▶ [Stated task]:
Recast all the rows below as a Markdown table with two columns, Index and Line, giving each row its number and leaving out blank lines.

▶ [Dataset]:

##########

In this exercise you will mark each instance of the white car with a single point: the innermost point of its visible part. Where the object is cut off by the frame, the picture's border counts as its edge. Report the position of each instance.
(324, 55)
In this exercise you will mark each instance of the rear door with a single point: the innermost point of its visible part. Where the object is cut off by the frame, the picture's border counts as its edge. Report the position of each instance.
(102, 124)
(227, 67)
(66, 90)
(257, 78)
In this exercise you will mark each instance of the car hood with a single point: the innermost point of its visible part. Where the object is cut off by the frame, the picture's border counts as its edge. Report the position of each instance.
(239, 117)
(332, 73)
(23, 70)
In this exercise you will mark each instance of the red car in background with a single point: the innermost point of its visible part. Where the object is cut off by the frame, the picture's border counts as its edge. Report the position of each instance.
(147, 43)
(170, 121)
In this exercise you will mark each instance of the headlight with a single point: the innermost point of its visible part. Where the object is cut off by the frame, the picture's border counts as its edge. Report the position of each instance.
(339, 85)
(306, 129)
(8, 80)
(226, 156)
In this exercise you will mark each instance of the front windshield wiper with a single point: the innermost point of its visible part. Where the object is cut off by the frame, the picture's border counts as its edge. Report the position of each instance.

##########

▶ [Response]:
| Index | Line |
|---|---|
| 1 | In this exercise you will mark each instance of the white car with a single point: the innermost point of its visible part. Where the object is cut off by the frame, the picture's border counts as its edge. Report the position of each instance. |
| 2 | (324, 55) |
| 3 | In this exercise you will mark each instance of the rear door with a single point: the innermost point of its visible part. Where the object is cut off by the frame, the picture's border counts as its edge. Report the position of each instance. |
| 4 | (102, 124) |
| 5 | (227, 67) |
| 6 | (66, 90) |
| 7 | (257, 78) |
| 8 | In this exercise you will mark each instance of the car hood with a single point: the innermost point of its visible part. Where the object is cut off by the frame, the picture's border counts as its edge. Report the position of each instance. |
| 9 | (239, 117) |
| 10 | (332, 73) |
| 11 | (23, 70) |
| 12 | In this exercise you will mark each instance of the red car in background with a single point: the innermost point of its visible part. Where the object is cut off by the frame, the picture's border counts as its edge. Report the position of each instance. |
| 13 | (147, 43) |
| 14 | (170, 121) |
| 15 | In this exercise you will mark each instance of the headlight with a single point: the innermost point of its visible part. Where the object is cut off by the frame, the picture's border counts as its edge. Report the position of each instance. |
| 16 | (339, 85) |
| 17 | (306, 129) |
| 18 | (8, 80) |
| 19 | (226, 156) |
| 20 | In this exercise you will mark each instance of the front windshield wiper with a single point: the innermost point of its visible part. Where the object is cut off by the frame, the picture's border counts as its edge. Report the position of each instance. |